England have more players and more resources than anybody else in the game, but they are shorn of all kinds of heft. Their biggest ball-carrying beasts are felled by injury or out of the picture entirely. Billy Vunipola, Manu Tuilagi and Joe Cokanasiga are all crocked, Mako Vunipola is only just back, Ben Te’o is long gone and Nathan Hughes remains consigned to the wilderness.

Instead of Vunipola or Hughes, the outstanding Alex Dombrandt of Harlequins or Exeter’s brilliant Sam Simmonds, Jones seems adamant that Tom Curry can become a better number eight than all of them. Curry is a terrific all-round player and one of the finest flankers in the world. This is clearly a long-term project, but in the here and now, England are losing more than they gain.

Jones is sticking too with the ageing scrum-halves he took to Japan. Ben Youngs is badly short of form and Willi Heinz is going to have to exert a great deal more control and attacking verve than his rival managed in Paris.

England looked undercooked and underpowered. There was no great freshness to them, none of the spark provided by a young and hungry French team or a revamped Scotland in Dublin. Jones knows the extreme rigors and ultimate pain of Japan can linger – he embarked on a brutal crossfit programme to help rid himself of the anguish – and he kept training light in the lead-up to the opener. He doesn’t want his players, with so much rugby in their legs and so much strain on their minds, to run out of juice. But you can bet that it will have been hugely intensified this week for a fixture that now bubbles with ill-feeling.

Position identification records:
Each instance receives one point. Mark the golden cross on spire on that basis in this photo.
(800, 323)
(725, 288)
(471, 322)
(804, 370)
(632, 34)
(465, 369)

* * *

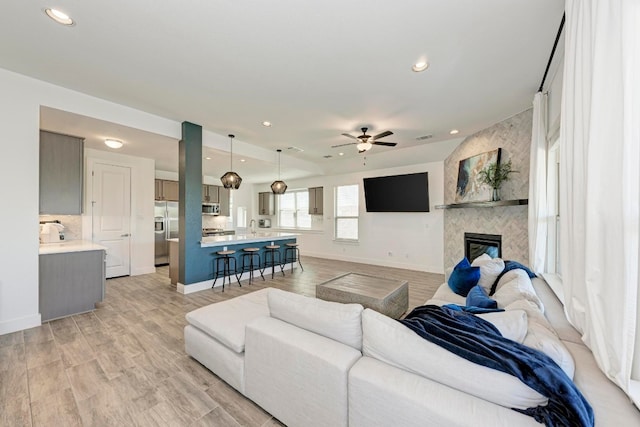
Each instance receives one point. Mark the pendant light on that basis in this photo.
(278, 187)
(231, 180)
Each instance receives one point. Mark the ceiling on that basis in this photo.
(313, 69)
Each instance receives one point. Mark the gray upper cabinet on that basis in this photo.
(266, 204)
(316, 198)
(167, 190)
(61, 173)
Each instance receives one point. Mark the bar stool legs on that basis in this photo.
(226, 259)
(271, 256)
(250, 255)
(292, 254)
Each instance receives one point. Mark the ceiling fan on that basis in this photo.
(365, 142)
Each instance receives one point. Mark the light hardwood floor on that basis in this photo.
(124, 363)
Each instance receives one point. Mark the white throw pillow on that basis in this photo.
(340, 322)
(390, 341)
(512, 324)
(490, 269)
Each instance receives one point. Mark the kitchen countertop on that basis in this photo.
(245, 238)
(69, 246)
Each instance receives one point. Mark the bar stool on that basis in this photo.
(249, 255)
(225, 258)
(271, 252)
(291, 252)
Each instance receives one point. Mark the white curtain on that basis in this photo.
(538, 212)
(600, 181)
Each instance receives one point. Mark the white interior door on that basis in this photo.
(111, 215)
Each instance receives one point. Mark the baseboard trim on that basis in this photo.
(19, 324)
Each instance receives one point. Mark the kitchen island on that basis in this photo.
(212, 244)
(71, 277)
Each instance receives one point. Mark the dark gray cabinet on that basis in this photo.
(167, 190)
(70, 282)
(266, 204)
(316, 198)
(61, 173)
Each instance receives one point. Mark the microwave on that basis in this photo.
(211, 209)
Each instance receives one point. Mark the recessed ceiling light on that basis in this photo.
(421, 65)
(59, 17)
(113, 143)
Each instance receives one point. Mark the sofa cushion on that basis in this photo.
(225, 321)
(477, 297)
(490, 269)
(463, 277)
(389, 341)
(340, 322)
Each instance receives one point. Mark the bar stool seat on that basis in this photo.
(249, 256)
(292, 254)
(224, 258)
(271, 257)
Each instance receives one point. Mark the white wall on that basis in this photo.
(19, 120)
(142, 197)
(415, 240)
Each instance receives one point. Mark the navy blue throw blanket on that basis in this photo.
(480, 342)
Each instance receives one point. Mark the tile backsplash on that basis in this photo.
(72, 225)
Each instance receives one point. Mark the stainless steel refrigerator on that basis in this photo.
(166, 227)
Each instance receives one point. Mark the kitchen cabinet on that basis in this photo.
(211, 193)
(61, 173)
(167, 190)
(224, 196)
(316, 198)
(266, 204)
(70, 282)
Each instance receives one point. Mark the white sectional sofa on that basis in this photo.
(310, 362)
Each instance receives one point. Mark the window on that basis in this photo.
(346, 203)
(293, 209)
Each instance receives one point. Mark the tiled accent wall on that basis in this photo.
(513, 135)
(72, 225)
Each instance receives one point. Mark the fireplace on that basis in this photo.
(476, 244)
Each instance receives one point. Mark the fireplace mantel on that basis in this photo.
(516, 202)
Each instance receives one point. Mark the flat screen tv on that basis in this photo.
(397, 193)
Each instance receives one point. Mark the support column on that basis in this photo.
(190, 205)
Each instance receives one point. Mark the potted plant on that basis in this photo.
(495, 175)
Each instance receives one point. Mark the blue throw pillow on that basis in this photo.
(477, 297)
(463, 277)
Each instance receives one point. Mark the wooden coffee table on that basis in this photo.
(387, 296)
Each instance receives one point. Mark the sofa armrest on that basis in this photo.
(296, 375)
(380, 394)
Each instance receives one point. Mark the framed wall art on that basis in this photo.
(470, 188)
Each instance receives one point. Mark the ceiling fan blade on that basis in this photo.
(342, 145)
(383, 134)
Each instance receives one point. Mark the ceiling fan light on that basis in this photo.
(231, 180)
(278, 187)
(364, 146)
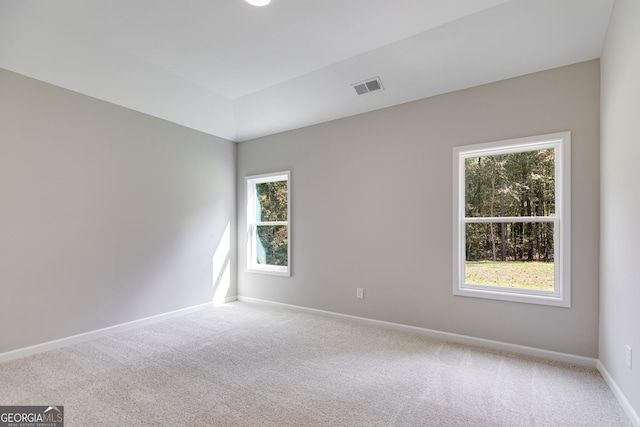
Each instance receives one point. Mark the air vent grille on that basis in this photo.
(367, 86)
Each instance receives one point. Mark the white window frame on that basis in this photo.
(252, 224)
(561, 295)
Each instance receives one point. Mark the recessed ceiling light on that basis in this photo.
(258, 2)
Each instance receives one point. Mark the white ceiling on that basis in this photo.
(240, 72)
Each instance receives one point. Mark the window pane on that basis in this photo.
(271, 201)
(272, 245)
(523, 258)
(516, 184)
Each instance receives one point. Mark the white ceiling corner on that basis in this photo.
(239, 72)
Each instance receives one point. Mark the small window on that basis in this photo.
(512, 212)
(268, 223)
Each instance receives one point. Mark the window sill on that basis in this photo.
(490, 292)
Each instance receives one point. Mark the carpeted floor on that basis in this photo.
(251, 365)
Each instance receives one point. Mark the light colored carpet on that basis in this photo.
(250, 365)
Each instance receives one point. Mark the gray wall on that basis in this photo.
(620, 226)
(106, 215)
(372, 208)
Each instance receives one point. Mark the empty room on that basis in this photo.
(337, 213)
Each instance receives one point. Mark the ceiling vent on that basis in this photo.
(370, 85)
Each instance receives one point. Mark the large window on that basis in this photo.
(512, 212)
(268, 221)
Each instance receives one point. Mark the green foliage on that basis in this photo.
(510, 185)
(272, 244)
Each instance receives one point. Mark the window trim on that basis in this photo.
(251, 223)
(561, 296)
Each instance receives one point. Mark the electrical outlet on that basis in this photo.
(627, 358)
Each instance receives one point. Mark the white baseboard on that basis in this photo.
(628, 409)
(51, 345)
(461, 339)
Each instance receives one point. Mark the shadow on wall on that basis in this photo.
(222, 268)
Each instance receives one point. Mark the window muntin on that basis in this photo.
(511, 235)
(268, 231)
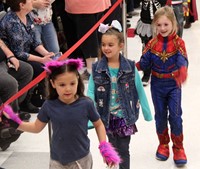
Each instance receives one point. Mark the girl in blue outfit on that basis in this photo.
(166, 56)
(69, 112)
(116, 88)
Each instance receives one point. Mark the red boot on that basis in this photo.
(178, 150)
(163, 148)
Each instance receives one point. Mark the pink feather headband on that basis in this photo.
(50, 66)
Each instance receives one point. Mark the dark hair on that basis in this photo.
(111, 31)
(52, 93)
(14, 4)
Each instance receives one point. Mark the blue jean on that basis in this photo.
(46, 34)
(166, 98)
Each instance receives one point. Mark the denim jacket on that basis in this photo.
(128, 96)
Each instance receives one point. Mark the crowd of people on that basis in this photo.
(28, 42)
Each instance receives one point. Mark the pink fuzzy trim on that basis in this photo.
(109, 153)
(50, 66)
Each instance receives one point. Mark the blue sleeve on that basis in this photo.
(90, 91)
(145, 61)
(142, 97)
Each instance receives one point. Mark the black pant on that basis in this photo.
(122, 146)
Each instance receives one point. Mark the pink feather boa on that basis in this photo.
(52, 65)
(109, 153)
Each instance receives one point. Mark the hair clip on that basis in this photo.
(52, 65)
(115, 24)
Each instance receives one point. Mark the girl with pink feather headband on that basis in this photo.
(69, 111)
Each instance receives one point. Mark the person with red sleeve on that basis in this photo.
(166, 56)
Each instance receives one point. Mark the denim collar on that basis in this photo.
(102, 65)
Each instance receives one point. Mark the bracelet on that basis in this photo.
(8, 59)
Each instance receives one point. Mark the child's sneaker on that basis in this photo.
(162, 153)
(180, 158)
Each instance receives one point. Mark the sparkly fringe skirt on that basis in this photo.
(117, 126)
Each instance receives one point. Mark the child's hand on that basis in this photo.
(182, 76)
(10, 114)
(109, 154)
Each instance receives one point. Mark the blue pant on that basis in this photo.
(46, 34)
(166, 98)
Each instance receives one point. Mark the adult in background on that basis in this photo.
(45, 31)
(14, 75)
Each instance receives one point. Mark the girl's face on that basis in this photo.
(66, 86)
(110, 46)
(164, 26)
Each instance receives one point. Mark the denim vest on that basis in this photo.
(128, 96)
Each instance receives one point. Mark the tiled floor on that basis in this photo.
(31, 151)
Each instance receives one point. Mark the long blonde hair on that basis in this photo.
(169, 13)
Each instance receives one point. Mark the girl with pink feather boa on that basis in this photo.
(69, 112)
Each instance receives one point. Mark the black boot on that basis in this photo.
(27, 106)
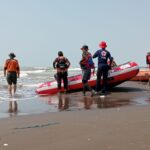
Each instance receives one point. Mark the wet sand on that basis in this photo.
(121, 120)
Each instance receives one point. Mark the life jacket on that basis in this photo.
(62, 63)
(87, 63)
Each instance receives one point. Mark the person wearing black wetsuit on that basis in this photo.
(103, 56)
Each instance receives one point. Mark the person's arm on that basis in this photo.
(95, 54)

» **JOB 1**
According to the rugby article, which club does Alex Dombrandt play for?
» **JOB 2**
Rewrite the paragraph of the rugby article that begins "England looked undercooked and underpowered" in shorter form, keeping its main facts.
» **JOB 3**
Summarize the rugby article in two sentences.

» **COMPLETE ANSWER 1**
Harlequins.

» **COMPLETE ANSWER 2**
England looked undercooked and underpowered, lacking the freshness and spark of a young French team or a revamped Scotland in Dublin. Jones knows the strain of Japan can linger. He himself used a brutal crossfit program to shed that anguish. He kept training light before the opener so his weary players would not run out of juice. Training has likely been stepped up sharply this week for a fixture now full of ill-feeling.

» **COMPLETE ANSWER 3**
England lack physical heft because their biggest ball carriers are injured or out of the picture, and Jones is pressing on with flanker Tom Curry at number eight and with ageing scrum-halves Ben Youngs and Willi Heinz. In the opener, England looked undercooked and underpowered after Jones kept training light to guard against the lingering strain of Japan.